_SHORT EXERCISE:_ Rescale the material below by copying every line, requests included, and multiplying each point coordinate in the answers by 0.9, rounded to the nearest whole number with halves rounded up. Leave the numbers in the requests and their format samples unchanged.

***** TASK MATERIAL

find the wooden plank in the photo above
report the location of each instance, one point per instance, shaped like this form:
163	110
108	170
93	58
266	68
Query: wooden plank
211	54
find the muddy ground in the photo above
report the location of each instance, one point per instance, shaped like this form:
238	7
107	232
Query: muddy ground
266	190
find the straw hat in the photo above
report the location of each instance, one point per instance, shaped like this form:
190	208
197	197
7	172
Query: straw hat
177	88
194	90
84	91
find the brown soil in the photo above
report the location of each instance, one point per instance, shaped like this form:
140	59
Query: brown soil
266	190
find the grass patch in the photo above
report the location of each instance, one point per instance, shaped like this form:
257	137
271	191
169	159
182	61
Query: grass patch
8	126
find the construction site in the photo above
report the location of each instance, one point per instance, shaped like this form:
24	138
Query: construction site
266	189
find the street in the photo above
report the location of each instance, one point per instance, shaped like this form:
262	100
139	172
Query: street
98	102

**********

_FINISHED EXERCISE:_
find the wooden plank in the photo above
report the location of each instance, one point per instance, shaped like this form:
163	110
108	170
93	58
266	68
Query: wooden plank
190	49
find the muddy ground in the photo above
report the location of each instance, one point per instance, shaped like this form:
238	7
107	232
Query: muddy ground
239	171
find the straw hat in the photo above
report the location of each instance, one point per instance, shaped like this form:
190	208
197	197
7	172
Query: straw hat
159	79
175	81
76	82
find the brown soil in the photo above
report the location of each instance, one point per instance, shaped like this form:
140	59
Query: brown soil
239	171
find the grass patch in the photo above
report the location of each instance, one point per instance, shaped like this form:
257	137
271	191
169	159
182	61
Query: grass patch
7	113
find the construction site in the photo above
report the location of each instance, one point per instance, shaped like this form:
24	138
Query: construction site
239	170
find the street in the photo above
report the location of each instance, one point per instance, shaped like this form:
262	100
139	172
Query: street
88	92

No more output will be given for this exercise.